═══ DATA RECORDS ═══
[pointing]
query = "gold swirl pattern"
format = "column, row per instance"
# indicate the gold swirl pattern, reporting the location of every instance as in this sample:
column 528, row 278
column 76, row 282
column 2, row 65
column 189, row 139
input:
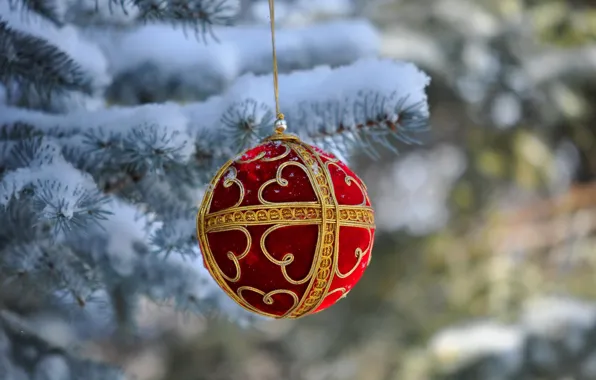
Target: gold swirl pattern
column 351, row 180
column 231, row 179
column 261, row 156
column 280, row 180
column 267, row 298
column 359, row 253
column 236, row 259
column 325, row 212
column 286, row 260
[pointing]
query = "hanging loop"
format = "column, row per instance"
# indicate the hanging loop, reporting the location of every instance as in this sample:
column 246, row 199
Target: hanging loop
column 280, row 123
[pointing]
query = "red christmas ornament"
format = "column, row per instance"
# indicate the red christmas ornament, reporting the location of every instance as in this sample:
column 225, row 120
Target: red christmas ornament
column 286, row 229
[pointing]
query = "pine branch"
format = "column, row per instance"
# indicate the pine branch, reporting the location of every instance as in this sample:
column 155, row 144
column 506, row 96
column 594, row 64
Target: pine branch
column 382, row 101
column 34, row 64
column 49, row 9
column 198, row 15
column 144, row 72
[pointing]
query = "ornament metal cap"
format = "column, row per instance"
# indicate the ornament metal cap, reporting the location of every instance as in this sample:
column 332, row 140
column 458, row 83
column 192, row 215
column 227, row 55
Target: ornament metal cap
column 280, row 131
═══
### REQUIRED WORK
Copy out every line of the records above, unchanged, but leave out the picture.

### ANSWER TO THE PROBLEM
[pointing]
query = "gold swirl pattern"
format = "column, row per instance"
# indicate the gold swirl pattern, reporting the location of every instance as in this sample:
column 528, row 278
column 76, row 282
column 2, row 65
column 189, row 139
input:
Target: gold swirl pattern
column 351, row 180
column 231, row 179
column 261, row 156
column 280, row 180
column 267, row 298
column 359, row 253
column 236, row 259
column 325, row 212
column 286, row 260
[pointing]
query = "hanging loop"
format = "column, row per instance"
# indicate the hanging loop, reporting the location of every instance as in this sample:
column 246, row 199
Target: hanging loop
column 280, row 123
[pointing]
query = "red christmas ornament"
format = "column, row per instance"
# indicate the red christmas ornament, reporting the location of every instance as in this sample:
column 225, row 120
Target: red christmas ornament
column 286, row 229
[pointing]
query = "pine branch"
format = "column, row per instance"
# indicate the pine branch, reporting the location of every instance as in this sample:
column 155, row 144
column 506, row 96
column 594, row 64
Target: pine branch
column 382, row 101
column 34, row 64
column 49, row 9
column 198, row 15
column 144, row 72
[pointing]
query = "ornament metal cap"
format = "column, row per instance"
# indicate the ornament metal cap, reporting the location of every instance as in this sample:
column 332, row 140
column 458, row 83
column 192, row 215
column 227, row 55
Target: ornament metal cap
column 280, row 131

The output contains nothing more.